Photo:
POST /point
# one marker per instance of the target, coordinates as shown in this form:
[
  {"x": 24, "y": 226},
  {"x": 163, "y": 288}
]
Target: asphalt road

********************

**Instructions for the task**:
Repeat the listing. Keep each line precisely as shown.

**Reply to the task**:
Photo:
POST /point
# one marker per instance of the target, coordinates as shown in this form:
[
  {"x": 24, "y": 226},
  {"x": 163, "y": 288}
]
Target: asphalt road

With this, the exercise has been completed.